Can you reproduce the records below with "a single point for each instance" substituted for every occurrence of "one point per instance", leaving everything else unchanged?

- - -

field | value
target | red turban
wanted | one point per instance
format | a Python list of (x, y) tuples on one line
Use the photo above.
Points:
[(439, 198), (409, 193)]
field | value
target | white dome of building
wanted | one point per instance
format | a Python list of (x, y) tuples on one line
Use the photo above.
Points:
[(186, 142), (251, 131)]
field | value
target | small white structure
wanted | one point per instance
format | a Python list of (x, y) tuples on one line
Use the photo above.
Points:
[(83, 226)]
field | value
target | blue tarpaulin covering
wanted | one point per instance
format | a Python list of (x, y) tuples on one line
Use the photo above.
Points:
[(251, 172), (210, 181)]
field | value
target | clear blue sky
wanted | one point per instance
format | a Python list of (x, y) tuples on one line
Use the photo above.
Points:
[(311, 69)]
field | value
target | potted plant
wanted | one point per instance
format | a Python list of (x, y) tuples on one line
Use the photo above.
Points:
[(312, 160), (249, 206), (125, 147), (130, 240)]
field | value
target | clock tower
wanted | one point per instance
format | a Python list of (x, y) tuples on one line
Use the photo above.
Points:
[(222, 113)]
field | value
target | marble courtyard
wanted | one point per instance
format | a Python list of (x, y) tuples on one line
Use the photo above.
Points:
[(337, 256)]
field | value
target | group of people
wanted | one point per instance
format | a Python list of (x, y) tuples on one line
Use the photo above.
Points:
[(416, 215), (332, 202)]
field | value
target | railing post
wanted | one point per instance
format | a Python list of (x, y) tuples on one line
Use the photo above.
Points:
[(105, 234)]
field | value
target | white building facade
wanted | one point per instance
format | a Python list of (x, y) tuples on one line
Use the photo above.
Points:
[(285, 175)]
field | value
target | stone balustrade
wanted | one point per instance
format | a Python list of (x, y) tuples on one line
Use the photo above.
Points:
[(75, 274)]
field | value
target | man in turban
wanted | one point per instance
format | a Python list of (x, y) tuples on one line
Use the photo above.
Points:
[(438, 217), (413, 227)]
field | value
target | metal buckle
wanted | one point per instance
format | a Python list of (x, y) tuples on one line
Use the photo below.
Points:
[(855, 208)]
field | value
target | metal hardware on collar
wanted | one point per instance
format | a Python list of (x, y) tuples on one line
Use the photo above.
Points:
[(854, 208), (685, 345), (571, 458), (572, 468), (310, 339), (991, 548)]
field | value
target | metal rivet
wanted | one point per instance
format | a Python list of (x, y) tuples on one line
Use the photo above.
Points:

- - -

**EXERCISE RESPONSE:**
field | value
target | red turban
wanted | a single point for each instance
format | a Python list of (x, y) tuples on one line
Use the photo above.
Points:
[(439, 198), (409, 193)]
field | value
target | white dome of building
wanted | a single point for each instance
format | a Python list of (x, y) tuples on one line
Use the photo above.
Points:
[(186, 142), (251, 131)]
field | value
target | small white structure
wanted | a single point for each instance
format | a Python list of (x, y) tuples on one line
Use the photo above.
Points:
[(83, 226)]
field | value
target | blue tarpaulin covering
wanted | a single point for each instance
format | a Python list of (x, y) tuples on one line
Use the photo above.
Points:
[(251, 172), (210, 181)]
field | value
target | clear blue sky
wanted | a single point for each instance
format | a Python list of (x, y) tuples on one line
Use the photo above.
Points:
[(311, 69)]
field | value
target | potted plant
wanted | a single point for each instance
format | a Python list of (x, y) tuples on one line
Use the photo above.
Points:
[(312, 160), (249, 206), (125, 147), (130, 240)]
field | value
target | clock tower
wanted | a single point for each instance
format | a Python list of (x, y) tuples on one line
Use the photo above.
Points:
[(222, 113)]
field | value
target | marble courtyard
wanted | a single point for each instance
format | a Python list of (x, y) tuples on one line
Use the photo above.
Points:
[(337, 256)]
field | value
target | group of people
wanted | a single point for each instance
format | a Python list of (x, y) tuples on one line
Use the photo above.
Points:
[(416, 215), (332, 202)]
field | value
target | railing post
wanted | a single point for each instance
format | a Python list of (x, y) tuples on one line
Use the photo above.
Points:
[(105, 234)]
field | value
target | white building facade
wanted | a single point for each instance
format | a Python list of (x, y) tuples on one line
Use the photo above.
Points:
[(285, 175)]
field | value
target | stone balustrade
wanted | a single point for each instance
format | a Python list of (x, y) tuples on one line
Use the photo above.
Points:
[(75, 274)]
field | value
target | man in turban
wanted | a single point for each instance
format | a Python list of (x, y) tuples on one line
Use the photo above.
Points:
[(438, 217), (413, 227)]
field | value
target | metal buckle
wanted | a single point for each instance
format | a Python list of (x, y) tuples on one line
Use the photo below.
Points:
[(855, 208)]
field | value
target | metal hardware on collar
wanted | a single point for each instance
format | a Python list of (x, y) tuples on one line
Use the photo above.
Points:
[(854, 208), (685, 345), (571, 458), (572, 468), (310, 339), (991, 548)]
field | value
target | metal rivet
wanted | a single point for each instance
format | a Python list of (x, y) tuples on one line
Use the photo above.
Points:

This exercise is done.